===== Items =====

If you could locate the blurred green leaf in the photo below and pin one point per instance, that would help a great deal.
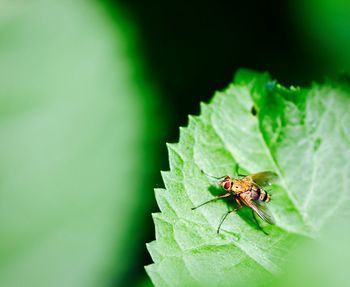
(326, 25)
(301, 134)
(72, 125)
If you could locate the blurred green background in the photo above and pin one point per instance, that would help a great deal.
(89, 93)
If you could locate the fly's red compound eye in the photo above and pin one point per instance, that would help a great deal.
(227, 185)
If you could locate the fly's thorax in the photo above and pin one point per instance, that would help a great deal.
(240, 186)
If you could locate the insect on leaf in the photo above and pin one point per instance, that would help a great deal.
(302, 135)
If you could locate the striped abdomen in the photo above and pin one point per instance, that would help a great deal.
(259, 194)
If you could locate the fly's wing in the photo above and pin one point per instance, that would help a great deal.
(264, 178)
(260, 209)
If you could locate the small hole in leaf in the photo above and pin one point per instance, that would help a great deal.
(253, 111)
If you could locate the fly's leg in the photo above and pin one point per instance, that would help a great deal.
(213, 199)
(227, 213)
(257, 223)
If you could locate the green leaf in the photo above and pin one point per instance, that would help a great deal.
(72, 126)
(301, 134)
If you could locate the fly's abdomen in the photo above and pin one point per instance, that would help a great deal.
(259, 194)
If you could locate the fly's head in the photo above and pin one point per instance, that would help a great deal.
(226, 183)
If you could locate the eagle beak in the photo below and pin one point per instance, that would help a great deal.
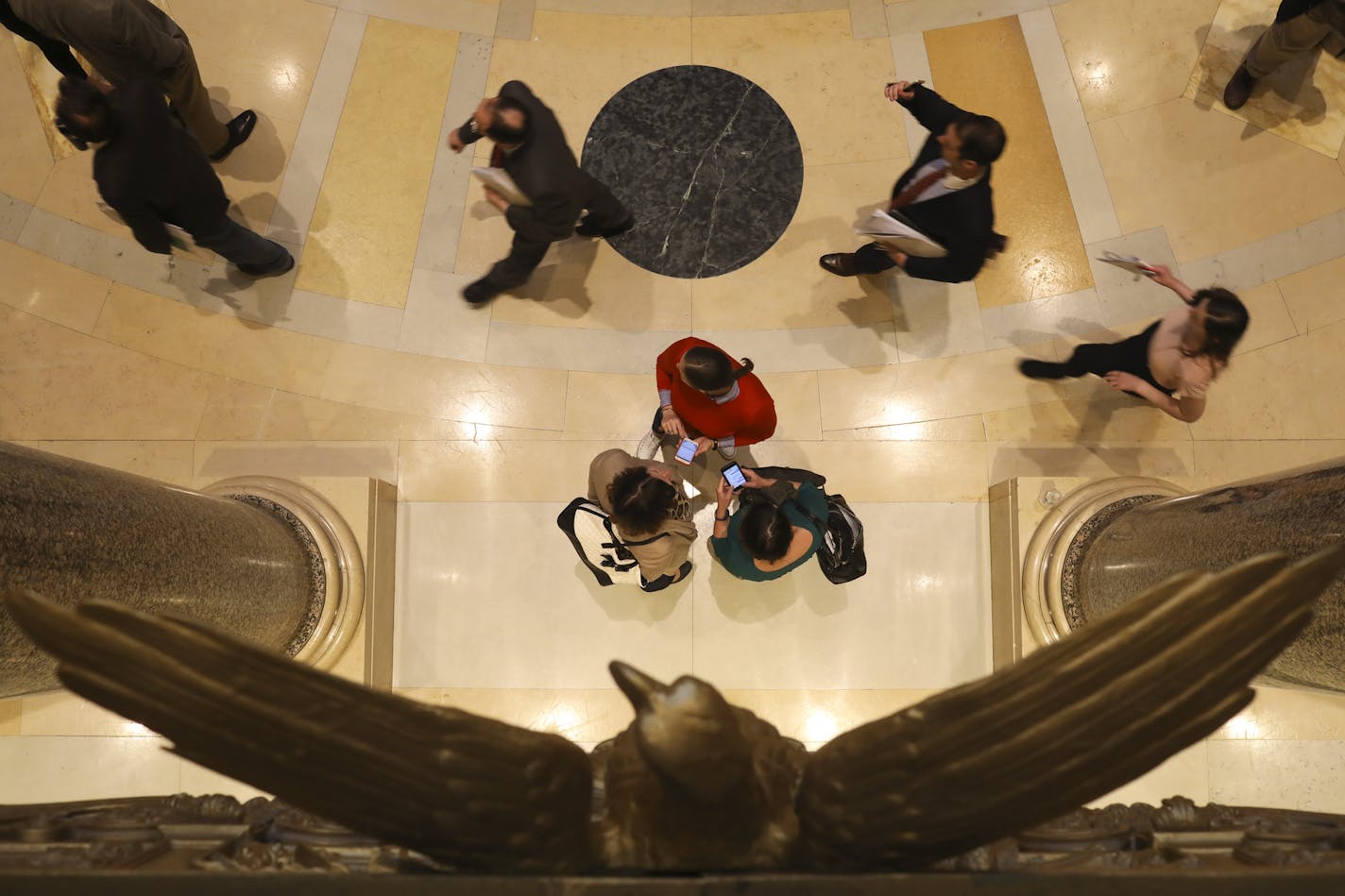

=====
===== Items =====

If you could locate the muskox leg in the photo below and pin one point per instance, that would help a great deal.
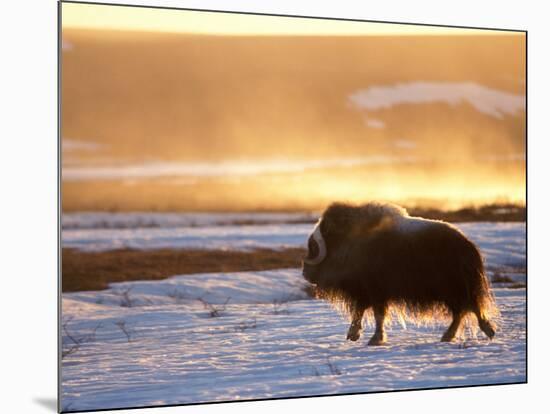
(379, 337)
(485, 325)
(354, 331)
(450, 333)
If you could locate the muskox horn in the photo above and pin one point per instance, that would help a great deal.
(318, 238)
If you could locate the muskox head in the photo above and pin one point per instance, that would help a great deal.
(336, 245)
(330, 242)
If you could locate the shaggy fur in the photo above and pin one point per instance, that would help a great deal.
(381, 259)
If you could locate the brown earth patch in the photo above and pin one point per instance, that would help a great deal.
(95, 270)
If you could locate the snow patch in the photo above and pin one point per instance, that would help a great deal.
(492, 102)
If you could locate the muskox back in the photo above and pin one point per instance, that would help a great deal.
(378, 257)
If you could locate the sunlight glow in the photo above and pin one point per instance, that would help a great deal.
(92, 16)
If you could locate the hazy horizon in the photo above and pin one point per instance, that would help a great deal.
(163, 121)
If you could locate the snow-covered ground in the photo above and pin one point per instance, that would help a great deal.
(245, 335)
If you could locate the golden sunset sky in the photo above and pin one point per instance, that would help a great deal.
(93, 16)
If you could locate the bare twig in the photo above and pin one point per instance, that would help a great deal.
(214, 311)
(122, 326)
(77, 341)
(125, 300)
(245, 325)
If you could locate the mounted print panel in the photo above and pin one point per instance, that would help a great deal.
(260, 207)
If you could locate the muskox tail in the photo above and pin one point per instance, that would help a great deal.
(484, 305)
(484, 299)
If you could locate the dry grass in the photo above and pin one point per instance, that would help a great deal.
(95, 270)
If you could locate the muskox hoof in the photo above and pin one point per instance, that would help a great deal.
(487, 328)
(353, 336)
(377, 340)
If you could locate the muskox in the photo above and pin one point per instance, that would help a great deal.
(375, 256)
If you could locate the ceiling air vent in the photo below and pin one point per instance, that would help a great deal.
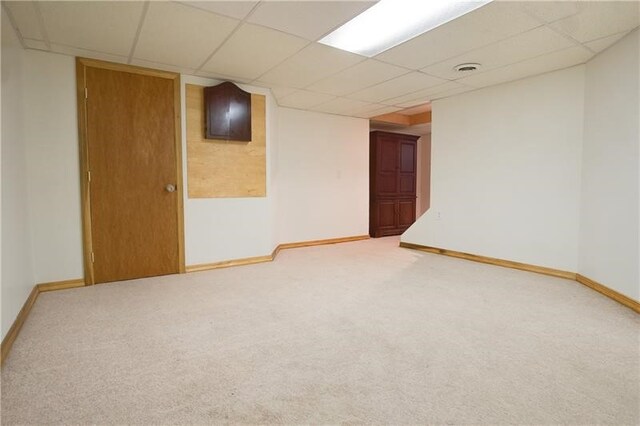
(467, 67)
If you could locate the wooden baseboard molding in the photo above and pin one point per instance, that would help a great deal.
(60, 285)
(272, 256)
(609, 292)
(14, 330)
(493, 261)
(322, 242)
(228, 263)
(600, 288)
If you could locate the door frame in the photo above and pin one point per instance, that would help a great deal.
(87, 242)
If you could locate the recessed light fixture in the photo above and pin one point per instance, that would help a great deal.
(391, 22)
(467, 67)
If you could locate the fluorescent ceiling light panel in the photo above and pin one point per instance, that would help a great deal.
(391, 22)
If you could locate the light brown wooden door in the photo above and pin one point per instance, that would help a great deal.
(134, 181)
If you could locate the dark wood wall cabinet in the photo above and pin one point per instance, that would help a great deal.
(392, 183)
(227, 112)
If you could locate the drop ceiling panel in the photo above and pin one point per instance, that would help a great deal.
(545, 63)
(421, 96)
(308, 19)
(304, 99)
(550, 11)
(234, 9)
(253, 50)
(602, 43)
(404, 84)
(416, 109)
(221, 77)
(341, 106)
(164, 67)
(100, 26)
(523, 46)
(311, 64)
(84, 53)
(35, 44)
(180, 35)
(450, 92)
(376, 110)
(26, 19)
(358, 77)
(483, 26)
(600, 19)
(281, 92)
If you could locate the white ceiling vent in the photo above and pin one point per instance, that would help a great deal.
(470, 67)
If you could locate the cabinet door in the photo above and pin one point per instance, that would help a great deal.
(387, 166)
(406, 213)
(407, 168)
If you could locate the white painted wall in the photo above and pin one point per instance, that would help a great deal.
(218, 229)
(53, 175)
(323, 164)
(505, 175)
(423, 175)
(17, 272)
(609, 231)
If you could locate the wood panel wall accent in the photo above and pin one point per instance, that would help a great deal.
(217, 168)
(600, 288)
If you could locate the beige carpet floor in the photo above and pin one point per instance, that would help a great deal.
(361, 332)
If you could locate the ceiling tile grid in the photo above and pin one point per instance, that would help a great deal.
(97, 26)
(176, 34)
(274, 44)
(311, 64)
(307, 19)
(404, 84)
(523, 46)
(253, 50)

=====

Stated exercise: Which lines of the records contain the word "brown"? Show each such line in full, treating case as significant.

Final result:
If you could locate the brown earth patch in the photo above and pin one point per instance, that would help a great deal.
If you could locate the light brown wooden door in the photo above and pin one point per instance, that would help a great deal.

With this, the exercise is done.